● WORK TO BE COMPLETED: From the entries that follow, report every line in which "spindle" occurs.

● DATA LISTING:

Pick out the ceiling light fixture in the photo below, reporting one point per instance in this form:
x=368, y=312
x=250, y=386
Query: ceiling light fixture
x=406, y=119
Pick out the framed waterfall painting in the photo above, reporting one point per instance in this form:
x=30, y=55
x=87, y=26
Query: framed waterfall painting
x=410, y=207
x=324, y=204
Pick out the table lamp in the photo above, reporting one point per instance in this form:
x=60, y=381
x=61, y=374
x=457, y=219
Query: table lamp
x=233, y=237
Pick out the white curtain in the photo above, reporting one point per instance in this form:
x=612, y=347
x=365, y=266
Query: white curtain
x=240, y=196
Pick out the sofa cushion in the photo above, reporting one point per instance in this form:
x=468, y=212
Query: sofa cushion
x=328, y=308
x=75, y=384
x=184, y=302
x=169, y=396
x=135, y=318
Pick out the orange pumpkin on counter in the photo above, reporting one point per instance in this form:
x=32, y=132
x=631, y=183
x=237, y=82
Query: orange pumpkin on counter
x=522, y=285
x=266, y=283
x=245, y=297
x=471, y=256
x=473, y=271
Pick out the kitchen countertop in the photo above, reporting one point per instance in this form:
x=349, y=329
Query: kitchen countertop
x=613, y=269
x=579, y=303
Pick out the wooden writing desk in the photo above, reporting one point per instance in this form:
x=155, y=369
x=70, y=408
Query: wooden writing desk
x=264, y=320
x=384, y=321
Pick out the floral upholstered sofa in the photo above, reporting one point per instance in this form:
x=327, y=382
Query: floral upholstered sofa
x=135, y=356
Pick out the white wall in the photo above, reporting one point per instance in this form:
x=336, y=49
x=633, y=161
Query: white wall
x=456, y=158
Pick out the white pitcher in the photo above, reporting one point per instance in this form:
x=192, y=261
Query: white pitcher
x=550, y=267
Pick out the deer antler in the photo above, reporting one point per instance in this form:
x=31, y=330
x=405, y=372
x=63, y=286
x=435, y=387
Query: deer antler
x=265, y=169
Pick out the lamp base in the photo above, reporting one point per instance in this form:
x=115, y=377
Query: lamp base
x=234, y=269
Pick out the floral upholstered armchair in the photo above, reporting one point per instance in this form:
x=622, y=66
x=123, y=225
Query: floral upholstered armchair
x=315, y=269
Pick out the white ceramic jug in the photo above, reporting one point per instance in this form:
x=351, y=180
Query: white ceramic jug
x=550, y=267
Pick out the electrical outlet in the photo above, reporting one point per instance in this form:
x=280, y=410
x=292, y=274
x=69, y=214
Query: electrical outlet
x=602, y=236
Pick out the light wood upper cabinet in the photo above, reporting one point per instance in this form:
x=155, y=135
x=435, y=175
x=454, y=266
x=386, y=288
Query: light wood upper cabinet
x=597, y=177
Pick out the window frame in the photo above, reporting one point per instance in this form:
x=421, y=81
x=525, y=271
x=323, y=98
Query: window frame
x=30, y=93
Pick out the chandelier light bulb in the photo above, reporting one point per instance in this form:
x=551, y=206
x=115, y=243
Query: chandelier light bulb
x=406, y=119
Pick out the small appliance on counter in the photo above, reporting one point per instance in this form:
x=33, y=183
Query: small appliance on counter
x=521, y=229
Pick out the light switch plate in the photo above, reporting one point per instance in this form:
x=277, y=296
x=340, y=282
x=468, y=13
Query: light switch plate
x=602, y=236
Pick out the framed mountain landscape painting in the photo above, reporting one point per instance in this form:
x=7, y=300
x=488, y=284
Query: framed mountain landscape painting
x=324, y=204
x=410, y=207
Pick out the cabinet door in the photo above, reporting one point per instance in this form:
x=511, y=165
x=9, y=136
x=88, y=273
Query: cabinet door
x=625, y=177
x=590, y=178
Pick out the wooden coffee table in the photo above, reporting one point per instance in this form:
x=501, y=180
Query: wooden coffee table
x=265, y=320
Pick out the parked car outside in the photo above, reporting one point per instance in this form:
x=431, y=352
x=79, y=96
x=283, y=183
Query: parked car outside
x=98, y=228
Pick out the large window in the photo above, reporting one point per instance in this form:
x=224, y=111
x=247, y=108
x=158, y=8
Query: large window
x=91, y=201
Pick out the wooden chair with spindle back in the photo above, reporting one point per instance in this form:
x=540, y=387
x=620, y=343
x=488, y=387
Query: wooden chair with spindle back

● TASK RESPONSE:
Pick out the wooden chair with spindle back in the photo above, reporting one point per instance in this form:
Query: wooden chair with spindle back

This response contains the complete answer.